### Input
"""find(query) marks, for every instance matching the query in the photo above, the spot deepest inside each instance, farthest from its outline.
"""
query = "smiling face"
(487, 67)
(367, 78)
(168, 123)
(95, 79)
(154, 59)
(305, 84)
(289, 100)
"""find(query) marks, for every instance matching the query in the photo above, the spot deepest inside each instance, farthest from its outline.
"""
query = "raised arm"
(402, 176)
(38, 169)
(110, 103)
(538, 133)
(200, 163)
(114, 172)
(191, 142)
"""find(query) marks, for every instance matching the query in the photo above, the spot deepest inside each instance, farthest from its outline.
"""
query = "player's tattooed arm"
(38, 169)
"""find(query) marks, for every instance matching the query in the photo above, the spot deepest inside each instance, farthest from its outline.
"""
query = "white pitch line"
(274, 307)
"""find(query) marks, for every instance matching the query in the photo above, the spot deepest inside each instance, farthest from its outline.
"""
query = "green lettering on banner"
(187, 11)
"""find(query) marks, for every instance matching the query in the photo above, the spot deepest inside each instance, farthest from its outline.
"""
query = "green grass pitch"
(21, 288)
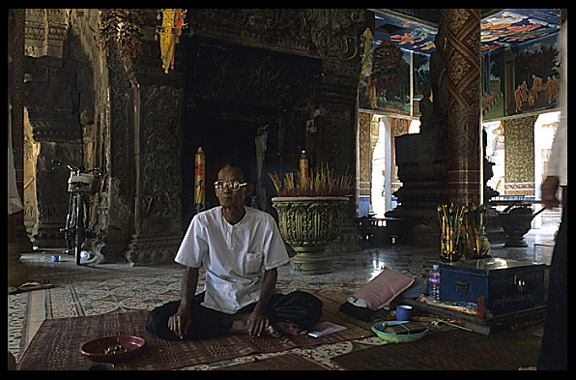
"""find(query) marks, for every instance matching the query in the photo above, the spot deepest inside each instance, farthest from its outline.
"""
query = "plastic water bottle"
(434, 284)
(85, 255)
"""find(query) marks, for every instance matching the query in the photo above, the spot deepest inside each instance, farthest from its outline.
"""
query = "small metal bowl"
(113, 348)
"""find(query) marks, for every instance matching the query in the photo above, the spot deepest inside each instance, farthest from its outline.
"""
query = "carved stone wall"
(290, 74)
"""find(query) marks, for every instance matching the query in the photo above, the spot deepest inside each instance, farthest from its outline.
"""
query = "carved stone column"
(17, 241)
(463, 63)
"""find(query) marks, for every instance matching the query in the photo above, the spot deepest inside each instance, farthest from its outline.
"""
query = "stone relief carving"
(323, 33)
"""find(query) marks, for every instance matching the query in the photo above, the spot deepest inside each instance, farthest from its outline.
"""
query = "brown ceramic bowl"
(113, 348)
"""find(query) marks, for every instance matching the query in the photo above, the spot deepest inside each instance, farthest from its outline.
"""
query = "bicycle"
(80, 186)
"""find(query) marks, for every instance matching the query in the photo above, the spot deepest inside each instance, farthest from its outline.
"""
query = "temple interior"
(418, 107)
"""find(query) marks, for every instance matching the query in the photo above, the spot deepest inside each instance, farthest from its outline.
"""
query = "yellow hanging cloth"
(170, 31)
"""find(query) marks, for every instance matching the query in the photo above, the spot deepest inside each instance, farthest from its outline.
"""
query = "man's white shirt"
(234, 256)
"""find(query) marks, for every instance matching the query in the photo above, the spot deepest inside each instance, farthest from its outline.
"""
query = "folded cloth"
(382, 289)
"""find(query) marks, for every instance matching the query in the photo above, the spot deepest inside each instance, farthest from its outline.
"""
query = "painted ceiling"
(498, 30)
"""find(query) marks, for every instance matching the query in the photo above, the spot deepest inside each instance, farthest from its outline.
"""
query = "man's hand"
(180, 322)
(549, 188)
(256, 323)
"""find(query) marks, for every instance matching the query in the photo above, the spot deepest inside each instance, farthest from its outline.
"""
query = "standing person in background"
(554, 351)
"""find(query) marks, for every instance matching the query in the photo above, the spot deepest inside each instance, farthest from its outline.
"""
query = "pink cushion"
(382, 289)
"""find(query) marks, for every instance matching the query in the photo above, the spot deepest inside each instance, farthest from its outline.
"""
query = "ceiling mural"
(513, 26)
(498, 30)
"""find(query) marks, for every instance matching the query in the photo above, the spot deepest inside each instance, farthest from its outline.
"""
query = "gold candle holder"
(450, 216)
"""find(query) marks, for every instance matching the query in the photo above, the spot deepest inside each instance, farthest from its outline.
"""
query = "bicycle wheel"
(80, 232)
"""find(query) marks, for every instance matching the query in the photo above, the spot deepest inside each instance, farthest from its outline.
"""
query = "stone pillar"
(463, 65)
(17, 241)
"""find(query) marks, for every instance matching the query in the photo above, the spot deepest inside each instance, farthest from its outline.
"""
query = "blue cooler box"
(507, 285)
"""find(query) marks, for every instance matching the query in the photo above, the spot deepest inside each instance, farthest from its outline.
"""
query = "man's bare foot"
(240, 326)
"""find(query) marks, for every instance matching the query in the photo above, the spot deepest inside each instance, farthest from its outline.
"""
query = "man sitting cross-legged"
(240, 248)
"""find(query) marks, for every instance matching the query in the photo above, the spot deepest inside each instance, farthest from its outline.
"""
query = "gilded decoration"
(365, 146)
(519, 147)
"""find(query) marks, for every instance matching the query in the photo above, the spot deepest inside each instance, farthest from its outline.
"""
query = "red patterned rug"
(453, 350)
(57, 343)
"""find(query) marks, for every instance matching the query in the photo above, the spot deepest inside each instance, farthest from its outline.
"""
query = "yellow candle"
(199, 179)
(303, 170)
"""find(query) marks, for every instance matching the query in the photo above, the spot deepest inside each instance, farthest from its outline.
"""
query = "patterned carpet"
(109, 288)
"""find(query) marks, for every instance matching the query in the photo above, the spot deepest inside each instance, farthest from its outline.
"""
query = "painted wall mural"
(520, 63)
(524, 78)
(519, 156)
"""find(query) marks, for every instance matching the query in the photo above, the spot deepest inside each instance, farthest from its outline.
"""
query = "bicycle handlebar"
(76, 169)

### The problem
Print every record above exactly as written, leaving out the pictures.

### Solution for this problem
"""find(query) marks, for every instance matching the query in the photo above, the spot deepest inside each instance, farthest from its outline.
"""
query = "smiling face"
(487, 67)
(367, 78)
(168, 123)
(95, 79)
(154, 59)
(305, 84)
(289, 100)
"""find(query) marks, for every instance matching the query in the photo above, the spot deepest inside each instance, farthest from its outline.
"""
query = "raised arm"
(402, 176)
(38, 169)
(110, 103)
(538, 133)
(200, 163)
(114, 172)
(191, 142)
"""find(query) marks, for every instance matching the query in the photo above, the spot deepest inside each instance, farthest from its outline.
"""
query = "player's tattooed arm"
(38, 169)
"""find(query) marks, for every instance matching the query in the photo above, the spot deepest inside each instance, farthest from its outline.
"""
query = "white pitch line"
(274, 307)
"""find(query) marks, for every instance matching the query in the photo above, the spot deepest inside each instance, farthest from its outline.
"""
query = "green lettering on banner"
(187, 11)
"""find(query) marks, for every instance matching the query in the photo above, the spot deepest inside each instance, farthest from its outline.
"""
query = "green grass pitch"
(21, 288)
"""find(query) marks, for every instance matching the query in the photo above, the spot deepest inside each instance, farthest from its outline.
"""
query = "plastic water bottle"
(434, 284)
(85, 255)
"""find(query) marks, for every instance matching the query in the photo above, the spot deepest inside each instance, farthest from its outline.
"""
query = "small metal bowl"
(113, 348)
"""find(query) marks, for every instance matching the query in the photo above, the spot deepest inside each instance, farthest from its outline.
"""
query = "carved stone wall"
(290, 74)
"""find(query) marks, for every instance matching the query in the photo above, the spot deepest inside each instance, farthest from its outline.
"""
query = "carved stone column"
(17, 241)
(463, 63)
"""find(query) marks, for every instance matching the query in the photo above, the spot deepest inside each instance, farthest from its outline.
"""
query = "stone relief carving"
(323, 33)
"""find(query) marks, for every instance matching the query in the photo above, the spot deepest inside each instance, farthest from its outline.
"""
query = "brown ceramic bowl"
(113, 348)
"""find(query) marks, for every instance matching the query in the photo above, the spot deepest inside each instance, farthest from its outline.
"""
query = "bicycle"
(80, 186)
"""find(query) marks, for every instance matching the query in the photo above, the spot deepest inside each instance, farthest from its outline.
"""
query = "temple interior"
(418, 107)
"""find(query) marks, for every instance matching the query in the photo above, the spot deepest inside each instance, farthest from its outline.
"""
query = "yellow hanging cloth"
(170, 31)
"""find(query) marks, for every instance matching the query in the photo above, the spot deepest inside each instance, farthest from its outline.
"""
query = "man's white shirt"
(234, 256)
"""find(query) marks, for every instance matching the query in the photo above, the spot deepest inside each instance, farthest from its outline.
"""
query = "folded cloth"
(382, 289)
"""find(query) marks, for every instance matching the query in the photo above, the spot deepest inside each instance, farthest from its outline.
"""
query = "painted ceiling"
(498, 30)
"""find(query) marks, for every instance matching the query in the photo above, the spot deepest inside each instance, farthest from its outline.
"""
query = "man's hand"
(180, 322)
(549, 188)
(256, 323)
"""find(query) marks, for every instance matching the query in the photo above, the spot deepest inside each instance, farthest from its outline.
"""
query = "standing person in background"
(554, 351)
"""find(query) marks, for every instance matching the query in the photo above, the spot deepest inside each instance, farthest from its outline.
"""
query = "pink cushion"
(382, 289)
"""find(query) marks, for every instance matching the query in the photo above, the spot deepest inside each instance, farthest from its outline.
"""
query = "ceiling mural"
(513, 26)
(498, 30)
"""find(query) marks, for every instance matching the query in the photo above, the spot deepest inside each instance, farthest from its outline.
"""
query = "gold candle holder"
(450, 216)
"""find(query) marks, for every instance matching the query in the photo above, the spot deepest inside each instance, farthest from its outline.
"""
query = "bicycle wheel"
(80, 232)
"""find(query) marks, for every instance matching the query in the photo above, the spot deepest inside each instance, farthest from its outline.
"""
query = "stone pillar"
(463, 65)
(17, 241)
"""find(query) marks, for every instance matching the query in the photo above, the spot deepest inside each instance, farthest from its outline.
"""
query = "blue cooler box"
(507, 285)
"""find(query) marks, for every instance matching the query in the photo above, the spot deepest inside each instance, farthest from its outline.
"""
query = "man's bare foot"
(240, 326)
"""find(query) marks, for every instance matching the query in the photo above, the spot deepest inside each instance, farthest from its outline.
"""
query = "man sitting cross-legged"
(240, 248)
"""find(query) marks, for every instance matching the query in the photo above, the spot deepest inside each instance, farthest from its outline.
"""
query = "gilded decoration"
(365, 146)
(519, 147)
"""find(query) marks, for every instance matching the query in the photo above, the spot deepest inside each instance, farthest from its outline.
"""
query = "red patterned rug"
(453, 350)
(57, 343)
"""find(query) marks, for every instance matching the query in the photo above, the spot deepest inside each instance, farthest from its outline.
"""
query = "yellow candle"
(199, 179)
(303, 170)
"""find(query) marks, for every instance matching the query in the photo above, the spot deepest inside each instance, farthest from its outline.
"""
query = "patterned carpet"
(109, 288)
"""find(query) marks, for every instance matching the query in the photo above, the spot deepest inside each instance, farthest from its outline.
"""
query = "painted wall mural"
(520, 63)
(524, 78)
(519, 156)
"""find(query) marks, for every instance matching the query in the photo above, the spot deepest inside each instance, farthest from its outline.
"""
query = "bicycle handlebar"
(76, 169)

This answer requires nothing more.